EXTRACT ->
════════════════
Reduced coverage experiments

Where the set of entries contrained in one thesaurus is constrained to match another, smaller thesaurus. This lets us look at performance differences due to

  • higher coverage of space of all words/phrases (due to different filtering or algorithm specifics), versus
  • better vector quality

There are currently (19-5-15) two sets of such experiments, both for NPs only:

  • w2v vectors reduced to the coverage of count-windows vectors
  • count-windows reduced to coverage of Baroni vector

In [1]:
%cd ~/NetBeansProjects/ExpLosion/
from copy import deepcopy
from notebooks.common_imports import *
from gui.output_utils import *
from gui.user_code import pretty_names
from pprint import pprint

sns.timeseries.algo.bootstrap = my_bootstrap
sns.categorical.bootstrap = my_bootstrap


/Volumes/LocalDataHD/m/mm/mmb28/NetBeansProjects/ExpLosion

In [2]:
def plot_matching(exp_with_constraints, labels=None, rotation=0):
    matching = []
    for e in exp_with_constraints:
        settings = settings_of(e.id)
        settings['expansions__entries_of_id'] = None
        matching.append(Experiment.objects.get(**settings))
    
    ids1 = list(exp_with_constraints.values_list('id', flat=True))
    ids2 = [x.id for x in matching]
    print(ids1, '--->', ids2)
    if not labels:
        labels = ['%s-%s'%(a.id, b.id) for a,b in zip(exp_with_constraints, matching)]
    with sns.color_palette("cubehelix", 2):
        diff_plot_bar([ids1, ids2], ['Limited', 'Unlimited'],
                      labels, rotation=rotation, hue_order=['Unlimited', 'Limited'],
                     legend_title='Coverage')

count windows vectors (add, mult, ...) reduced to Baroni's coverage

we know they are better and have a higher coverage, so can reducing the coverage reduce the accuracy too


In [3]:
experiments = Experiment.objects.filter(expansions__entries_of__isnull=False, 
                                        expansions__entries_of__composer='Baroni')
════════════════
ROWS ->
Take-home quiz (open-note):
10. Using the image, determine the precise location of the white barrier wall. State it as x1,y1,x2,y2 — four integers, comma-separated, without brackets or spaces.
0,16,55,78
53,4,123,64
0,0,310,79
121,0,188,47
════════════════
WORK INSTRUCTIONS ->
A - In the reduced coverage notebook, what kind of phrases are both current sets of experiments limited to?
B - List every module that the reduced coverage notebook imports from with a "from" statement in its first code block.
C - Extend the reduced coverage notebook from the point where it stops.
The records are separate material and are not part of the reduced coverage notebook.

ANSWERS PROVIDED ->
A - Noun phrases (NPs) only.

B - copy, notebooks.common_imports, gui.output_utils, gui.user_code, pprint

C -
names = [n.expansions.vectors.composer for n in experiments]

plot_matching(experiments, labels=names)
plt.axhline(random_vect_baseline(), c='k');
plt.savefig('plot-reduced-coverage1.pdf', format='pdf', dpi=300, bbox_inches='tight', pad_inches=0.1)


[188, 190, 192, 194] ---> [27, 28, 29, 30]

word2vec reduced to coverage of count windows (there shouldn't be a large difference)


In [4]:
exp_ids = Experiment.objects.filter(expansions__entries_of__isnull=False,
                                    expansions__entries_of__algorithm='count_windows'
                                   ).exclude(expansions__entries_of__composer='Baroni')
names = [n.expansions.vectors.composer for n in exp_ids]
plot_matching(exp_ids, labels=names)
plt.axhline(random_vect_baseline(), c='k');
plt.savefig('plot-reduced-coverage2.pdf', format='pdf', dpi=300, bbox_inches='tight', pad_inches=0.1)


[187, 189, 191, 193] ---> [34, 35, 36, 37]

wiki-100 reduced to coverage of wiki-15


In [5]:
exp_ids = Experiment.objects.filter(expansions__entries_of__isnull=False,
                                    expansions__vectors__unlabelled_percentage=100,
                                    expansions__entries_of__unlabelled_percentage=15)
names = [n.expansions.vectors.composer for n in exp_ids]
plot_matching(exp_ids, labels=names)
plt.axhline(random_vect_baseline(), c='k');
plt.savefig('plot-reduced-coverage3.pdf', format='pdf', dpi=300, bbox_inches='tight', pad_inches=0.1)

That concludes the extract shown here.